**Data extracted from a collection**

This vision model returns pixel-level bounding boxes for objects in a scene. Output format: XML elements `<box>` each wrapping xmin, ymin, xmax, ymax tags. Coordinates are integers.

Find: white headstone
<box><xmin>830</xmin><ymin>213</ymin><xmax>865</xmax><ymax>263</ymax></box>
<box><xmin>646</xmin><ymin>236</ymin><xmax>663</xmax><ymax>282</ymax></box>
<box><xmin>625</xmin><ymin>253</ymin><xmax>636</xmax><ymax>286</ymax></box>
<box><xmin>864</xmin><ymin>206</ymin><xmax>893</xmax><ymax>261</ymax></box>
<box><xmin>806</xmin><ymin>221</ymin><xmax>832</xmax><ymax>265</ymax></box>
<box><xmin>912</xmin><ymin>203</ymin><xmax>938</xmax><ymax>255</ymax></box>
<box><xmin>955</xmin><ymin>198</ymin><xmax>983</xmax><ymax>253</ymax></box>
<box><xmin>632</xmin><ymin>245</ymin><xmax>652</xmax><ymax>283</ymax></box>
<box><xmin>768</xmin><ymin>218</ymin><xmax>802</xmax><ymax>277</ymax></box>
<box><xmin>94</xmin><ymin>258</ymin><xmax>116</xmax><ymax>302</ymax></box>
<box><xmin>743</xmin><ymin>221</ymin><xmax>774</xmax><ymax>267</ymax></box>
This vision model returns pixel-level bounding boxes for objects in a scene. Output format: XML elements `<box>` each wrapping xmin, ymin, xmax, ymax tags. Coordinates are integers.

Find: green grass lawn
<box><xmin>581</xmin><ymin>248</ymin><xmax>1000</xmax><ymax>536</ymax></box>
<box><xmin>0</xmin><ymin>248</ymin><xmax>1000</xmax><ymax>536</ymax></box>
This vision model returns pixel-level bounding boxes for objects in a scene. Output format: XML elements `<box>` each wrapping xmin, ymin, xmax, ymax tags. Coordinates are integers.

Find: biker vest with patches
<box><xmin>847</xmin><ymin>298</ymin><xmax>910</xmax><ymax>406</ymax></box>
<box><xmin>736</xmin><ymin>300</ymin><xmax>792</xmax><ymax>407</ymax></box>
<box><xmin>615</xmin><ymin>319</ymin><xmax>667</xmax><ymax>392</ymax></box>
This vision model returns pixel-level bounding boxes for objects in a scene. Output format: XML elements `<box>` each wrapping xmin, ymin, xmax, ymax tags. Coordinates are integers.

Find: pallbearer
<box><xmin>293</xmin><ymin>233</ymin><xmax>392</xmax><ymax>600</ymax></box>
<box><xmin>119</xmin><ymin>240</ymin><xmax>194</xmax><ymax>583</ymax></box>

**Request**
Each line above must be reproduced exactly as it stands.

**Solution for this problem**
This vision model returns pixel-level bounding boxes for objects in a scene. Output format: XML elements `<box>` each wrapping xmin, ymin, xmax, ymax tags. Coordinates are integers.

Find: white headstone
<box><xmin>830</xmin><ymin>213</ymin><xmax>865</xmax><ymax>263</ymax></box>
<box><xmin>646</xmin><ymin>236</ymin><xmax>663</xmax><ymax>282</ymax></box>
<box><xmin>625</xmin><ymin>253</ymin><xmax>636</xmax><ymax>286</ymax></box>
<box><xmin>864</xmin><ymin>206</ymin><xmax>893</xmax><ymax>261</ymax></box>
<box><xmin>806</xmin><ymin>221</ymin><xmax>832</xmax><ymax>265</ymax></box>
<box><xmin>912</xmin><ymin>203</ymin><xmax>938</xmax><ymax>255</ymax></box>
<box><xmin>955</xmin><ymin>198</ymin><xmax>983</xmax><ymax>253</ymax></box>
<box><xmin>632</xmin><ymin>245</ymin><xmax>652</xmax><ymax>283</ymax></box>
<box><xmin>768</xmin><ymin>218</ymin><xmax>802</xmax><ymax>277</ymax></box>
<box><xmin>94</xmin><ymin>258</ymin><xmax>116</xmax><ymax>302</ymax></box>
<box><xmin>743</xmin><ymin>221</ymin><xmax>774</xmax><ymax>267</ymax></box>
This vision model returns pixel-level bounding boxes for objects in a scene. Output format: XML elements `<box>` each wrapping xmin, ymin, xmax, ymax tags. Coordinates are integers.

Find: green grass lawn
<box><xmin>581</xmin><ymin>248</ymin><xmax>1000</xmax><ymax>536</ymax></box>
<box><xmin>0</xmin><ymin>248</ymin><xmax>1000</xmax><ymax>536</ymax></box>
This vision model returns pixel-level bounding boxes for objects in a scene. Output format: XML elements `<box>` each wrapping xmin, ymin, xmax, ymax tags. Coordinates are integers.

Find: biker vest with patches
<box><xmin>847</xmin><ymin>298</ymin><xmax>910</xmax><ymax>406</ymax></box>
<box><xmin>736</xmin><ymin>300</ymin><xmax>792</xmax><ymax>407</ymax></box>
<box><xmin>615</xmin><ymin>319</ymin><xmax>667</xmax><ymax>392</ymax></box>
This vision model returns pixel-level bounding boxes for objects in a scene. Output format: XML elements `<box>` each wrapping xmin, ymin, xmax, ymax tags. Coordinates are integers.

Find: pallbearer
<box><xmin>293</xmin><ymin>233</ymin><xmax>392</xmax><ymax>600</ymax></box>
<box><xmin>119</xmin><ymin>240</ymin><xmax>194</xmax><ymax>583</ymax></box>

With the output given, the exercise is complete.